DIRECTIONS -> Display each line of the data below that contains the string "background", copying each matching line in full.

RECORDS SHOWN ->
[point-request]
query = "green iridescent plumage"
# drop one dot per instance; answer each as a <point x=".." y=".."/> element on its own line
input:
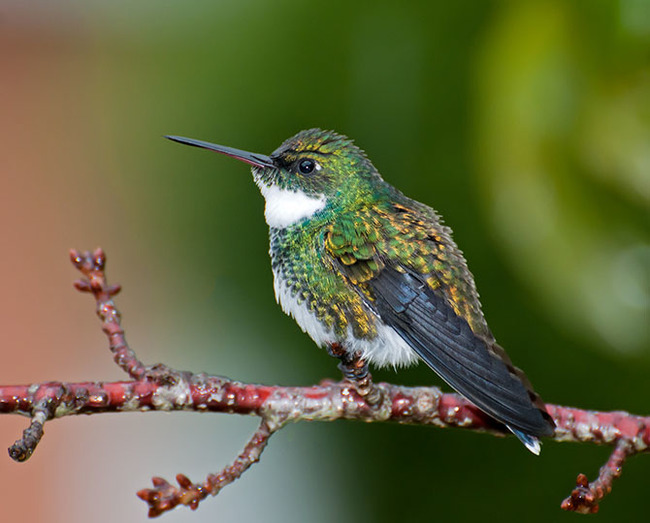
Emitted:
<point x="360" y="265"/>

==

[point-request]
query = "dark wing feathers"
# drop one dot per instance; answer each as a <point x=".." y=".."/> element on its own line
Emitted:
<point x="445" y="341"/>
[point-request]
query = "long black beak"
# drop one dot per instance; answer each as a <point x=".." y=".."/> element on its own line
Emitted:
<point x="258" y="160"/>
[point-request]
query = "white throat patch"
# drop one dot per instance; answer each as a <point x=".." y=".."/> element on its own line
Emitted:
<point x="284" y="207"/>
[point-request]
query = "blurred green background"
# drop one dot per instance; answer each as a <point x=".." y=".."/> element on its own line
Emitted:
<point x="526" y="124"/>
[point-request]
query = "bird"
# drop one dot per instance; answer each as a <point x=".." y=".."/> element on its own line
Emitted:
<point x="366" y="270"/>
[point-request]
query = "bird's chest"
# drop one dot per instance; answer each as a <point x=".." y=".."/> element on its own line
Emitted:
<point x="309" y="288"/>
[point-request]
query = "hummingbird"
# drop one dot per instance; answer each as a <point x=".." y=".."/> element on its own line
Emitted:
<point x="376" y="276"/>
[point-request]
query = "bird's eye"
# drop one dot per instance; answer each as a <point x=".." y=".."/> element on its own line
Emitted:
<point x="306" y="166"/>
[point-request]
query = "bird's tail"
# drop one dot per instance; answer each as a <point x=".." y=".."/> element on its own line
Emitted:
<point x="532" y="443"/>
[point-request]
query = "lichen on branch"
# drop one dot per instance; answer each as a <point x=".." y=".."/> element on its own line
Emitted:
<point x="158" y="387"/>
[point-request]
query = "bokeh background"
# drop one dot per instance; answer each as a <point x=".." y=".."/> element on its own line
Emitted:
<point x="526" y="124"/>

WRITTEN SOLUTION ->
query = "blurred green background"
query = "bokeh background"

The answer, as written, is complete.